Tío conejo va corriendo

la zorra le sigue atrás

sale el ponche de la zarza

que el tigre lo va a matar.

Ay, corre, ponche viejo

que el tigre te va a matar.

Ya el ñeque está pujando

el venao no sabe ná

el saino que se espanta

guartinaja quedó atrás.

Ay, corre, ponche viejo…

(Ponche viejo – Inédita)

En el quicio de mi casa

yo tengo una aseguranza

pero el diablo anda atrás

para ver si se le alcanza.

Ay, me sobé, me sobé, por debajo de la puerta.

(Me sobé – Inédita)

• **Contenido del material**:
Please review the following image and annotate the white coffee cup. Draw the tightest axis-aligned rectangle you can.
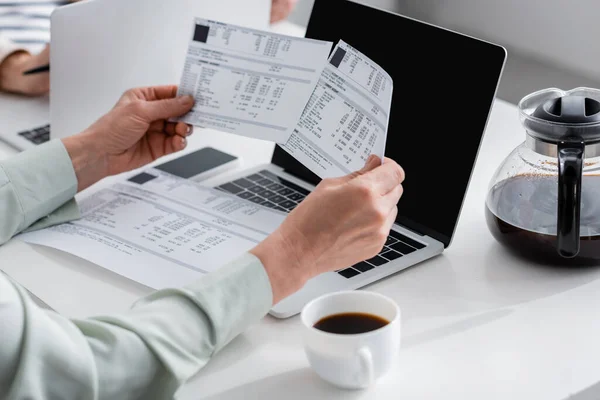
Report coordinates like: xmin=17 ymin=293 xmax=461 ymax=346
xmin=301 ymin=290 xmax=401 ymax=389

• **Tu objetivo**:
Enumera todos los animales que aparecen nombrados en las coplas del texto proporcionado, con la forma en que figuran allí.

• **Respuesta final**:
conejo, zorra, ponche, tigre, ñeque, venao, saino, guartinaja